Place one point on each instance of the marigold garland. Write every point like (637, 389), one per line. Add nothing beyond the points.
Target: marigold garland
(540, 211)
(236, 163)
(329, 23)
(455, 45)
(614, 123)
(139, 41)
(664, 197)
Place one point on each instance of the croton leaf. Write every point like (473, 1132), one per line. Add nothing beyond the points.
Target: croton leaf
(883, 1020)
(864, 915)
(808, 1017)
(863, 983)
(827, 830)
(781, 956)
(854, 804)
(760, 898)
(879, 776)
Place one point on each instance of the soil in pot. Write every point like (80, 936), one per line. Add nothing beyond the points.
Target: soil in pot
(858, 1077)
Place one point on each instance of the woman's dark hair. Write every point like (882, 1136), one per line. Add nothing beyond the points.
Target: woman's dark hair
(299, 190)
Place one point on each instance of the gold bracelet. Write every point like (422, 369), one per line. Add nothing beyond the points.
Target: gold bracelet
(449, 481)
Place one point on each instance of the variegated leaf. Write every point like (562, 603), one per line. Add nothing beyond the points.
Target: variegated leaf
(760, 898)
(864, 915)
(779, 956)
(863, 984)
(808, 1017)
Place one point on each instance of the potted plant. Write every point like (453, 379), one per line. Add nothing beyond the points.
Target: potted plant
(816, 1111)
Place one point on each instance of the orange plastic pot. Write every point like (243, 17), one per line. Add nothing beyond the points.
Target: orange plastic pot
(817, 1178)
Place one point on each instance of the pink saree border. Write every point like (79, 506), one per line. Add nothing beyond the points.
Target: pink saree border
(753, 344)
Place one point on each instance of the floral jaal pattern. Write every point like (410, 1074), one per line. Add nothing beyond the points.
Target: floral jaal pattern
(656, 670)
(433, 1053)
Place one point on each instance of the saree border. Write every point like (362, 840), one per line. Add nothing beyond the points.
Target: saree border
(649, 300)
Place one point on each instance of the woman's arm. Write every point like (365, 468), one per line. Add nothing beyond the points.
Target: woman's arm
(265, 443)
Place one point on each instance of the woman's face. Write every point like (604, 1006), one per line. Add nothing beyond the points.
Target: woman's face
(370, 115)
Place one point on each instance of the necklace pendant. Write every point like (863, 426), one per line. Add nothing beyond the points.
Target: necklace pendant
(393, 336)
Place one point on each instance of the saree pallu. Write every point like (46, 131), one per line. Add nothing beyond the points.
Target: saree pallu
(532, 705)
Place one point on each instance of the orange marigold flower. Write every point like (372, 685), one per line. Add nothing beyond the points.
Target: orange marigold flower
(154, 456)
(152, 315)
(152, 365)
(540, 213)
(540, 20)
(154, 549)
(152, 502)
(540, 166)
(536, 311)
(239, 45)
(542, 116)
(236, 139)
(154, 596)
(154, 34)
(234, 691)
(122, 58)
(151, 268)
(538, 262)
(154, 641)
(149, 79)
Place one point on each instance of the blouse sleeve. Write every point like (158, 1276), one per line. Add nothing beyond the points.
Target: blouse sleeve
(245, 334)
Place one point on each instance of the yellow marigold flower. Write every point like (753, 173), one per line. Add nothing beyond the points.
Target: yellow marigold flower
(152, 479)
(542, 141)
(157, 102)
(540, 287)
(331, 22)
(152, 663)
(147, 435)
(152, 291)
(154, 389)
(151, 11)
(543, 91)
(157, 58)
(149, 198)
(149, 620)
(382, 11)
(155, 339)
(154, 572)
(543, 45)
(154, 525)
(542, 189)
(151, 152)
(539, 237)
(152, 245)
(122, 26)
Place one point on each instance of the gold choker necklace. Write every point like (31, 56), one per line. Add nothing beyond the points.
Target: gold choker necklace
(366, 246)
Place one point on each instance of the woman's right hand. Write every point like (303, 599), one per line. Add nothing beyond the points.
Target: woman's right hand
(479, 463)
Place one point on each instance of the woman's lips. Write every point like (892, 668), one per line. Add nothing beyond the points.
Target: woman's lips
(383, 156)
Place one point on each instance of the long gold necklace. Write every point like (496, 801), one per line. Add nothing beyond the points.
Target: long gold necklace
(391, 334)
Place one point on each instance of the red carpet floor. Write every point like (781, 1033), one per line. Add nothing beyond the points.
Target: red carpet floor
════════
Set task: Return all of the lines above, copied word for word.

Reply:
Place one point on each instance of the marigold garland. Write every point like (637, 389), one per line. Add nothing beyond the points.
Target: marigold garland
(540, 211)
(236, 163)
(329, 23)
(455, 45)
(614, 123)
(139, 41)
(664, 197)
Place one point on each instance of the croton leaf. Write every point like (473, 1132), one per line. Add nothing beyond the points.
Target: croton leaf
(883, 1020)
(864, 915)
(808, 1017)
(863, 983)
(827, 830)
(781, 956)
(854, 804)
(760, 898)
(879, 776)
Place one point on each instance of the soil in pot. Write every point like (80, 936), one per line. Add nothing beyond the points.
Target: soil in pot
(858, 1077)
Place one point on each instance of the woman's dark hair. Write every point like (882, 1136), one per line. Add nothing beyond the points.
Target: woman's dark hair
(299, 190)
Place one point on each instance of the gold bracelet. Write every point like (422, 369), one per line. Add nothing beyond the points.
Target: gold bracelet
(449, 481)
Place one point on each instance of the variegated leaf. Write every point like (562, 603), one per line. Add nothing beyond the points.
Target: variegated leaf
(760, 898)
(864, 915)
(779, 956)
(863, 984)
(808, 1017)
Place one point on each instance of the potted plant. Write every point like (453, 379), one per line. Add nothing beyond the points.
Target: potted plant
(816, 1111)
Place one point on each instance of the orange plastic pot. Write every point like (243, 17), one per line. Add nothing beyond the points.
Target: orange plastic pot
(817, 1178)
Place one point on each instance of the pink saree border. Write every point like (79, 506), one per line. Add nothing beyond the points.
Target: pink saree border
(753, 344)
Place one point on each instance of the floral jaal pattern. Write every point like (410, 1074), one per line. Add nothing beyond the points.
Target: floral jaal pattern
(656, 670)
(433, 1053)
Place one point on each instance of the saree border. Write every point like (362, 840), one per line. Add nothing beyond the points.
Target: saree border
(649, 300)
Place one point on each instance of the woman's arm. Write every point like (365, 468), one per line. Add nothing beyond the points.
Target: woman's arm
(265, 443)
Place one point on each instance of the woman's face. Write every point like (604, 1006), one per line. Add nothing beyond the points.
Target: woman's face
(370, 115)
Place one point on each instance of the necklace pendant. Write every point like (863, 426), one per line. Add nothing beyond the points.
Target: necklace pendant
(393, 336)
Place one point on each instance of the saree pallu. Write every point like (46, 131), one per line. Add nothing beyond the points.
Target: saree pallu
(532, 705)
Place one point on each instance of the orange marigold flower. Write every point like (372, 685), one per line. Add nothing beyond the points.
Target: orange marigold flower
(154, 456)
(152, 315)
(152, 365)
(540, 213)
(540, 20)
(154, 549)
(152, 502)
(540, 166)
(536, 311)
(239, 45)
(542, 116)
(236, 139)
(154, 596)
(154, 34)
(234, 691)
(122, 58)
(151, 268)
(538, 262)
(154, 641)
(149, 79)
Place one point on each instance of the blouse sleeve. Write every point like (158, 1276), one per line. Add nothing beyond the points.
Target: blouse sleeve
(245, 334)
Place one point on each instance of the yellow marigold flower. Write every point like (753, 173), one per line. Add nothing beyond the points.
Target: yellow marigold flower
(152, 479)
(542, 141)
(157, 102)
(540, 287)
(331, 22)
(152, 663)
(147, 435)
(152, 291)
(154, 389)
(151, 11)
(543, 91)
(157, 58)
(149, 198)
(149, 620)
(382, 11)
(155, 339)
(154, 572)
(543, 45)
(154, 525)
(542, 189)
(151, 152)
(539, 237)
(152, 245)
(122, 26)
Place one point on each instance of the gold choker necklace. Write every point like (31, 56), one per line. Add nothing beyond the points.
Target: gold choker necklace
(366, 246)
Place one point on each instance of the woman's right hand. Write every point like (303, 599), one per line. Add nothing beyond the points.
Target: woman's right hand
(479, 463)
Place one point on each instance of the woman's lips. Write every point like (892, 668), one per line. Add nothing beyond the points.
Target: woman's lips
(383, 156)
Place one point on each instance of the long gold necklace. Write every point like (496, 801), one per line. Add nothing beyond the points.
Target: long gold necklace
(391, 334)
Place one point on each instance of the red carpet floor. Write every point like (781, 1033), one per line. Add nothing beyond the points.
Target: red carpet floor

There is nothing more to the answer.